- **Set exercise**:
Find every line in the rows below that contains the word "blue", and copy each of those lines.

◆ ◆ ◆

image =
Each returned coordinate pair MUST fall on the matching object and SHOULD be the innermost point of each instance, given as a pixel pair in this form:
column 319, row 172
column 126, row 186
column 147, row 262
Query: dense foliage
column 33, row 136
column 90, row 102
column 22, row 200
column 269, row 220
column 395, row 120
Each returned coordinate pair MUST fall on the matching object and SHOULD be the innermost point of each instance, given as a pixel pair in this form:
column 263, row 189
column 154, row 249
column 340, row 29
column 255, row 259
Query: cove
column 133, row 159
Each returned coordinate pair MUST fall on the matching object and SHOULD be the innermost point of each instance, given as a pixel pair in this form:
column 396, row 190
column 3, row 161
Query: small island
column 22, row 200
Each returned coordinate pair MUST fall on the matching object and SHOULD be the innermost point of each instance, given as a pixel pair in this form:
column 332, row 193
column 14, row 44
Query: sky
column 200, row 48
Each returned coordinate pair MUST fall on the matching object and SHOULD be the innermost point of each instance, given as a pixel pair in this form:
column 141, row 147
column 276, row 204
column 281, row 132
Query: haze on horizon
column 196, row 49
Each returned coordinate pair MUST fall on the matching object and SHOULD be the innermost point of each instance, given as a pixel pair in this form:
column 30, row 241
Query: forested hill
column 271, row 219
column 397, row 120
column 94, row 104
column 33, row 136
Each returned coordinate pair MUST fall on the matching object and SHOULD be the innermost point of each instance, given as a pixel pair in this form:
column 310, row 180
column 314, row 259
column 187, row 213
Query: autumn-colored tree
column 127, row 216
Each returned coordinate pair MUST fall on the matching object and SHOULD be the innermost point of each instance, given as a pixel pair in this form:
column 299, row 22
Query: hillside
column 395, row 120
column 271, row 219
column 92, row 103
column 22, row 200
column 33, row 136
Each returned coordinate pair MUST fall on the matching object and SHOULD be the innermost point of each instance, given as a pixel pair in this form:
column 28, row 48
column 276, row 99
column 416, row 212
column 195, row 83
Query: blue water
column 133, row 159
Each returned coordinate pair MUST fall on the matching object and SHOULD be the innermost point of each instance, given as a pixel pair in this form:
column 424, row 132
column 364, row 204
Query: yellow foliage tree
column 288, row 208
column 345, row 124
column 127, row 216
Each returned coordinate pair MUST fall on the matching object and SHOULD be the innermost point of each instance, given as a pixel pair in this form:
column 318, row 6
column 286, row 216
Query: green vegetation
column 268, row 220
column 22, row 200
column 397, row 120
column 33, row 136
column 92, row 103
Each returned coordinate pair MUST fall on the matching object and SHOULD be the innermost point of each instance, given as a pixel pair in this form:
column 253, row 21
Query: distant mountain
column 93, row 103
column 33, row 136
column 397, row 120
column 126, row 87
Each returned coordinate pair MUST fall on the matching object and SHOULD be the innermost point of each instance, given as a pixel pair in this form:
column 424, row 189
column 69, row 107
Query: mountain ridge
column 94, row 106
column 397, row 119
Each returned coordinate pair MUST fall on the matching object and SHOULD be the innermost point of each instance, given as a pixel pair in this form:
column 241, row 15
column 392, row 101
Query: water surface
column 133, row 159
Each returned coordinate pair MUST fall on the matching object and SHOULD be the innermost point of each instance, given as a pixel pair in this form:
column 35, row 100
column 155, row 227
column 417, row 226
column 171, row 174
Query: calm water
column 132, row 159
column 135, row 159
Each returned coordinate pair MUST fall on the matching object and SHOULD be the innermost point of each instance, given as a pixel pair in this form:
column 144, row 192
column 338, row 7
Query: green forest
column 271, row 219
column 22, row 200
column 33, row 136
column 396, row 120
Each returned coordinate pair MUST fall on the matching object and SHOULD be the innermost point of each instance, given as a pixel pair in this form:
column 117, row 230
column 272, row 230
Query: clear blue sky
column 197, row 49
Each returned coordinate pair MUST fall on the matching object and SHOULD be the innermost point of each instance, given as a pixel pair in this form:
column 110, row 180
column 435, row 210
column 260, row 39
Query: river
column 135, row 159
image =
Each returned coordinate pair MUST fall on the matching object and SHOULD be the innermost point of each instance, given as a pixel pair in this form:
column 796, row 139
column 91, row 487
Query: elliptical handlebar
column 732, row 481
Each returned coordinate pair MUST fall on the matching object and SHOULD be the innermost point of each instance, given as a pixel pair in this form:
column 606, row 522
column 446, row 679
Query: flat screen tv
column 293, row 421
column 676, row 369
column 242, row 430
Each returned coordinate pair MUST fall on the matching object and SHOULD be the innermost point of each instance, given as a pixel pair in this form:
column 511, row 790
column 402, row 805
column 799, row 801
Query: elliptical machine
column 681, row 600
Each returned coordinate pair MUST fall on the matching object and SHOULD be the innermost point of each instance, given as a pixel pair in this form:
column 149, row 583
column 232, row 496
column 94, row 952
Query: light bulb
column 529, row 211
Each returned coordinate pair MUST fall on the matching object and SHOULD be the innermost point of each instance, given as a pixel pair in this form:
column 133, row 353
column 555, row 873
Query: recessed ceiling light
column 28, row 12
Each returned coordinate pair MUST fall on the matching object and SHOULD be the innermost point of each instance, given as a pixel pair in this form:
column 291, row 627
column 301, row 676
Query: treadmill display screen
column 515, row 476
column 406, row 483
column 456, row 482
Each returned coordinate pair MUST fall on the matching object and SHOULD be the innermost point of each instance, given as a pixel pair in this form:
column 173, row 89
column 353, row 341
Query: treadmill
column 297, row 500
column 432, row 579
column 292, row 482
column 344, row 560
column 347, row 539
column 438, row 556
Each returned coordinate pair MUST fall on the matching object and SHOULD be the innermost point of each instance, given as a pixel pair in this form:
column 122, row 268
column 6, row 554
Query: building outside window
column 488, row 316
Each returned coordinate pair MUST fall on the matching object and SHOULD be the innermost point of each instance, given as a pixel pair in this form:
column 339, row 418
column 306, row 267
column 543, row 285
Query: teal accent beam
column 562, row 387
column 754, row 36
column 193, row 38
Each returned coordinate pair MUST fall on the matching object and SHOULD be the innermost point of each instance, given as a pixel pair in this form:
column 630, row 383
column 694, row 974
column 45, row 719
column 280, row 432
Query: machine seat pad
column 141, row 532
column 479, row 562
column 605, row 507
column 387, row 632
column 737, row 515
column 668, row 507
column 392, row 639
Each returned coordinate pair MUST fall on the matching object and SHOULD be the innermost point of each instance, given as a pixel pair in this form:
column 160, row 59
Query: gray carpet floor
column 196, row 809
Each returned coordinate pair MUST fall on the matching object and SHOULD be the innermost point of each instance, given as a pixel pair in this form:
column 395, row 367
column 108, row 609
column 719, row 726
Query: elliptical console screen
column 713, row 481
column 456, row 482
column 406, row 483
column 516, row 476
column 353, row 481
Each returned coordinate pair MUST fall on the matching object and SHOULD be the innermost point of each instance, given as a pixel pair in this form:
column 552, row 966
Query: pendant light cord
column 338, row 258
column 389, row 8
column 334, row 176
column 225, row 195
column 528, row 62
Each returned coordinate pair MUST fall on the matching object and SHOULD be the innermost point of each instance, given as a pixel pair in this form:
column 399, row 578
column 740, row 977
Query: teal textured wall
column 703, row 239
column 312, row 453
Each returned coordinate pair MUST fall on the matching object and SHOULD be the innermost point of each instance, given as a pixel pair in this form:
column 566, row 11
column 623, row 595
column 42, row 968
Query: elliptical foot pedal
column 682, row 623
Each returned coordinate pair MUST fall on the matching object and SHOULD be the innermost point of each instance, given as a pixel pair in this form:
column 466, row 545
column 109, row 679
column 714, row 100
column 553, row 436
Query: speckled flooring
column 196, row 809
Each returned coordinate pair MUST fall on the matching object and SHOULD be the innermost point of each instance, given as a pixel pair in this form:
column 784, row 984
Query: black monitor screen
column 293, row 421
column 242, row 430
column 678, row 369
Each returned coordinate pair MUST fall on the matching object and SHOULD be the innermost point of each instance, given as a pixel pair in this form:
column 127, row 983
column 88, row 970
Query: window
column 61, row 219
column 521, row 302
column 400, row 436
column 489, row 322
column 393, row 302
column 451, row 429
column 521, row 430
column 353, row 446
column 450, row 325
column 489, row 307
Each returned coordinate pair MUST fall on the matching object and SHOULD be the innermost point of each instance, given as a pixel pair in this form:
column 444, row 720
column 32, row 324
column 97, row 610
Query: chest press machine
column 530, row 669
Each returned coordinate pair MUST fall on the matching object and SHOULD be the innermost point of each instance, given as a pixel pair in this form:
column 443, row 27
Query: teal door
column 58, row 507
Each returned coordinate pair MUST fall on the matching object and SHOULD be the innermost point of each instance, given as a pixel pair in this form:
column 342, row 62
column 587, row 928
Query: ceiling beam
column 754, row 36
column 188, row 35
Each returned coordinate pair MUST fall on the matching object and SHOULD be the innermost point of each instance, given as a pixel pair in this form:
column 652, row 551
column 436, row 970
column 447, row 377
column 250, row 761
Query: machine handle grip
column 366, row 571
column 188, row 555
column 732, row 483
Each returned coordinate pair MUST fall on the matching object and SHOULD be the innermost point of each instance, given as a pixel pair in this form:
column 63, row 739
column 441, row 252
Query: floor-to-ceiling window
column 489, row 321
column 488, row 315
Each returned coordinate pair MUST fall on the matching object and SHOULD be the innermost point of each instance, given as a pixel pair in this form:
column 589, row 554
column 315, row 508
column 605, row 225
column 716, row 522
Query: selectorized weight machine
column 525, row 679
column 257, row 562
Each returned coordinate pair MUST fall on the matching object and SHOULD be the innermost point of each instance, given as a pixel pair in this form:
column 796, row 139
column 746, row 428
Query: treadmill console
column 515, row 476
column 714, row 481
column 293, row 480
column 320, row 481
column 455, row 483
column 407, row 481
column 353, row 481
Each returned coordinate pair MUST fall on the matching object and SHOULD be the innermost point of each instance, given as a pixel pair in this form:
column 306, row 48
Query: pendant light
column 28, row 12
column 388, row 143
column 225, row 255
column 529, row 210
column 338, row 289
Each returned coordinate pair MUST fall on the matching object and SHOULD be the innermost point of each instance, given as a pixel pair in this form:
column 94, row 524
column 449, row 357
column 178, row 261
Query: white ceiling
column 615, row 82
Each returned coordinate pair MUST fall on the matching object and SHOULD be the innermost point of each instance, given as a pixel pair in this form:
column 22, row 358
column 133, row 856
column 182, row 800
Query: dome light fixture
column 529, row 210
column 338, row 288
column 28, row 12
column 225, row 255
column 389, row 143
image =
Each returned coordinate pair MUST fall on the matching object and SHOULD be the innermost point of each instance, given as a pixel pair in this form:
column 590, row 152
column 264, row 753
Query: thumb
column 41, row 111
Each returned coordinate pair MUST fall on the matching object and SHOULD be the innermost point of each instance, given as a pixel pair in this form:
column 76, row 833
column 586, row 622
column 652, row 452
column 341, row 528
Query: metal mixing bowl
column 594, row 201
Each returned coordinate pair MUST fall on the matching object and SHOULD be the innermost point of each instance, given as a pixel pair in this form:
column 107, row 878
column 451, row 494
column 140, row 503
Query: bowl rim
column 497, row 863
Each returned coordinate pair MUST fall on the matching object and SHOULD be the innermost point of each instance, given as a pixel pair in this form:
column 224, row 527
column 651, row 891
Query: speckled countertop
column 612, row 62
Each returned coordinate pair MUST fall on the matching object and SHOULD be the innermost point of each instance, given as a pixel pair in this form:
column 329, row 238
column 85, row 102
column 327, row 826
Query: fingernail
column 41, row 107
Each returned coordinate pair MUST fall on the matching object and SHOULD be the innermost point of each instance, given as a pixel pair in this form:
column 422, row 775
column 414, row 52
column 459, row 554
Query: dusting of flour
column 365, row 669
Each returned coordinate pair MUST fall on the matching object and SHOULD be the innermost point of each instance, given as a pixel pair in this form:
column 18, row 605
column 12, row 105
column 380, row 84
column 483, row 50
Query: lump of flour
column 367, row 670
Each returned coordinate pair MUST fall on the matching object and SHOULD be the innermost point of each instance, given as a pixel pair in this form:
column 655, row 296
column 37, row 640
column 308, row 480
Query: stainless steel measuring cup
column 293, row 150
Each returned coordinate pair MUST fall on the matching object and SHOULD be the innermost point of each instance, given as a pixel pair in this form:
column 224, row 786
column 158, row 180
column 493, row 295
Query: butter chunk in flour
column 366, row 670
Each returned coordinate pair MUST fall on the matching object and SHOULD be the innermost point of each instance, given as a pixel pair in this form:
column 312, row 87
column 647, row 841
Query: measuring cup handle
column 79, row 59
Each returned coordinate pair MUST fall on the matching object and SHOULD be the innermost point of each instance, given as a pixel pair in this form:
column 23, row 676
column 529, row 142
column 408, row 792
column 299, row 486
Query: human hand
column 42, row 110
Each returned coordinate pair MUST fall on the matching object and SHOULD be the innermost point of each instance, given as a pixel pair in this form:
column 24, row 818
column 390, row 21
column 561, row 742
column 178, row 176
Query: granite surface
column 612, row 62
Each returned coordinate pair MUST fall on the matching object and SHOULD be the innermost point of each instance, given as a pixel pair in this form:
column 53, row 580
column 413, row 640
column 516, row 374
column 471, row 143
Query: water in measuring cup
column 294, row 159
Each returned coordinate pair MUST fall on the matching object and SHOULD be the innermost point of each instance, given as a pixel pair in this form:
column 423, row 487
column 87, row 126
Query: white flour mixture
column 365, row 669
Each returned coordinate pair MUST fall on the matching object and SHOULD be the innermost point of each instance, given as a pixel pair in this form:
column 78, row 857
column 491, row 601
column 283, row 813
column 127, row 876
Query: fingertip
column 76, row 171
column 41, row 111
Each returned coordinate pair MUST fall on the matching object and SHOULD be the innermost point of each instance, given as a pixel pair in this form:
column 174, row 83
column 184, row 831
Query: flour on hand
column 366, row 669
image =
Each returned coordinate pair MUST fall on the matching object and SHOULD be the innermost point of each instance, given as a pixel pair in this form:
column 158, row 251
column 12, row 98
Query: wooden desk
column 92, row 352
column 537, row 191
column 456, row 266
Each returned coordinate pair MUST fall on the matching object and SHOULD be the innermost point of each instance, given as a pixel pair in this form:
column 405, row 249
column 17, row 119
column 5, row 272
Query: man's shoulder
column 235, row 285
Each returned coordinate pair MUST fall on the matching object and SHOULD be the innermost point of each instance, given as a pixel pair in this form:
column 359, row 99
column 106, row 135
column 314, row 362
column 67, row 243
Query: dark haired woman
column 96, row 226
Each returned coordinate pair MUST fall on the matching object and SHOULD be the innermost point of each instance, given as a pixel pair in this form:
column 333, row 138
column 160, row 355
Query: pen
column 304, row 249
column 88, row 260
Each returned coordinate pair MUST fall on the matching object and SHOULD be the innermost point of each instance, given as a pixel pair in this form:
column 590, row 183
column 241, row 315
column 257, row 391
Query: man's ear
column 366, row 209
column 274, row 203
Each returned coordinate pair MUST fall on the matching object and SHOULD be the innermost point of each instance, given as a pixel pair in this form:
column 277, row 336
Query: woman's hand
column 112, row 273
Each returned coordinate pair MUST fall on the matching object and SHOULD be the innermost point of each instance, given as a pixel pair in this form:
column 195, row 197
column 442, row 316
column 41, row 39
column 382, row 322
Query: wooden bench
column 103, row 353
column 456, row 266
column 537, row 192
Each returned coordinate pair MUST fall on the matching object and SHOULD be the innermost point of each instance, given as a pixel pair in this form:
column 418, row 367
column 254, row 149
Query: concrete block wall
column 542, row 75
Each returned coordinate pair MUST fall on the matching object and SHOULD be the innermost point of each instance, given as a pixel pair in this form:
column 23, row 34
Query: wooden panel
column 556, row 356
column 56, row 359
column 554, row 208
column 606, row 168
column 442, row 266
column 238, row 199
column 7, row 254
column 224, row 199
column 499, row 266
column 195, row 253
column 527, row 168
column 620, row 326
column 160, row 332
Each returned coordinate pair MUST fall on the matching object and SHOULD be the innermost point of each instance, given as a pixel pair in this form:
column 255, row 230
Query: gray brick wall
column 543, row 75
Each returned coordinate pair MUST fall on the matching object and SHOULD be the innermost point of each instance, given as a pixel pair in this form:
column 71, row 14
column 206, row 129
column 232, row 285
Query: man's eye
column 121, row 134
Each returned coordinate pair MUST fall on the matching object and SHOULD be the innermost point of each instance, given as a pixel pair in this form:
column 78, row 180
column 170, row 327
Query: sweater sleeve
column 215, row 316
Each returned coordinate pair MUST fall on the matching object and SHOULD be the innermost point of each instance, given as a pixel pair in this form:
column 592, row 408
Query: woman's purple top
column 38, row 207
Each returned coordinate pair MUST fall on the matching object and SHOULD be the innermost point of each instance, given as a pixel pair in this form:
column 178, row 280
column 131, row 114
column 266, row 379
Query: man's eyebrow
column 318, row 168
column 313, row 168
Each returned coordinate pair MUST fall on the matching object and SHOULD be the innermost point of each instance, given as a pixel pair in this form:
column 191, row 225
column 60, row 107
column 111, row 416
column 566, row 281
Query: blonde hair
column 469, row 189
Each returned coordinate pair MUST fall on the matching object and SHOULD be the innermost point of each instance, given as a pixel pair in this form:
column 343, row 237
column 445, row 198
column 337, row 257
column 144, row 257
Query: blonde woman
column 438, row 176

◆ ◆ ◆

- **Answer**:
Query: blue water
Query: clear blue sky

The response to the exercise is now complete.